■ **GOAL OF THE EXERCISE**:
Set down every record below exactly as it appears, but without the pictures.

----- RECORDS SUPPLIED -----

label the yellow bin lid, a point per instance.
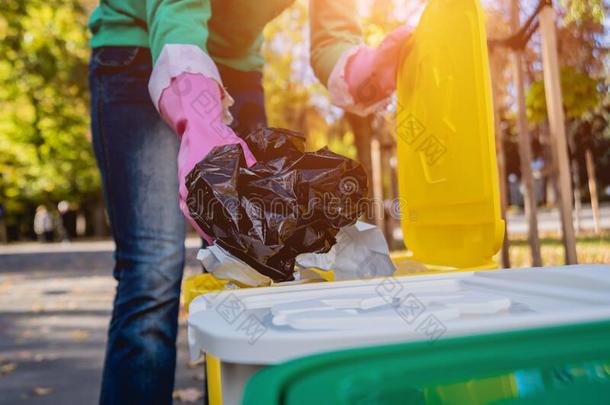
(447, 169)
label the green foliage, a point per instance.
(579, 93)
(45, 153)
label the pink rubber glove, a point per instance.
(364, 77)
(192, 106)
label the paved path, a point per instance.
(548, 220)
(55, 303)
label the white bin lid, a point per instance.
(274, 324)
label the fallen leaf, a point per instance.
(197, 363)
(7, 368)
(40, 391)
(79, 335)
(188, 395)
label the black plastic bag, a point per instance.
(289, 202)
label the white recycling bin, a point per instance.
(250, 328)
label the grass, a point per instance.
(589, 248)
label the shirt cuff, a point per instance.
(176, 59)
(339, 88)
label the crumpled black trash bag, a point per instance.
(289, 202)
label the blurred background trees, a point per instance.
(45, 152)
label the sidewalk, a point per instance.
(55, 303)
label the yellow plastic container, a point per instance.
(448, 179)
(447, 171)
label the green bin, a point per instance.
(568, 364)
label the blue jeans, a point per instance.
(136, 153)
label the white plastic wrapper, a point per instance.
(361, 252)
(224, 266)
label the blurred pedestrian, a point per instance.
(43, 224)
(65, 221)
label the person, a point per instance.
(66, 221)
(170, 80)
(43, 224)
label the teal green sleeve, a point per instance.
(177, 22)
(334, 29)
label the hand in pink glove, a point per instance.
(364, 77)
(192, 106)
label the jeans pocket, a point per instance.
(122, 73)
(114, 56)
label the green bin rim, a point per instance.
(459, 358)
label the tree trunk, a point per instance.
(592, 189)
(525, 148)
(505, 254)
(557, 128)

-----

■ **RESULT OF THE TASK**:
label the yellow bin lid, a point per instance.
(447, 169)
label the green foliage, a point per instance.
(579, 93)
(45, 153)
label the pink rubber glove, a point per instance.
(364, 77)
(192, 106)
label the paved path, a point per instance.
(548, 220)
(55, 303)
label the white bin lid, a point per instance.
(274, 324)
label the fallen leaf, a point per instance.
(197, 363)
(7, 368)
(40, 391)
(79, 335)
(188, 395)
label the black plastic bag, a point per instance.
(289, 202)
label the white recycling bin, a point per instance.
(250, 328)
label the grass, a point per instance.
(589, 248)
label the shirt cuff, a point per instance.
(176, 59)
(339, 88)
label the crumpled black trash bag, a point per instance.
(289, 202)
label the blurred background trees, a point per instance.
(45, 152)
label the sidewalk, a point per instance.
(55, 303)
label the yellow plastic container, a point per instance.
(448, 179)
(447, 171)
label the green bin, a point per instance.
(568, 364)
label the blue jeans, a point per instance.
(136, 153)
label the white plastic wrapper, a point per instance.
(361, 252)
(224, 266)
label the blurred pedestrian, a point per instance.
(43, 224)
(65, 221)
label the person, a point per instance.
(66, 221)
(170, 80)
(43, 224)
label the teal green sleeve, a point per instance.
(177, 22)
(334, 29)
label the hand in pink glove, a point per instance.
(364, 77)
(192, 106)
label the jeans pocket, a point per instance.
(122, 73)
(114, 56)
label the green bin rim, a point per instance.
(459, 358)
label the tree trunk, a point per instance.
(592, 189)
(525, 148)
(505, 254)
(557, 128)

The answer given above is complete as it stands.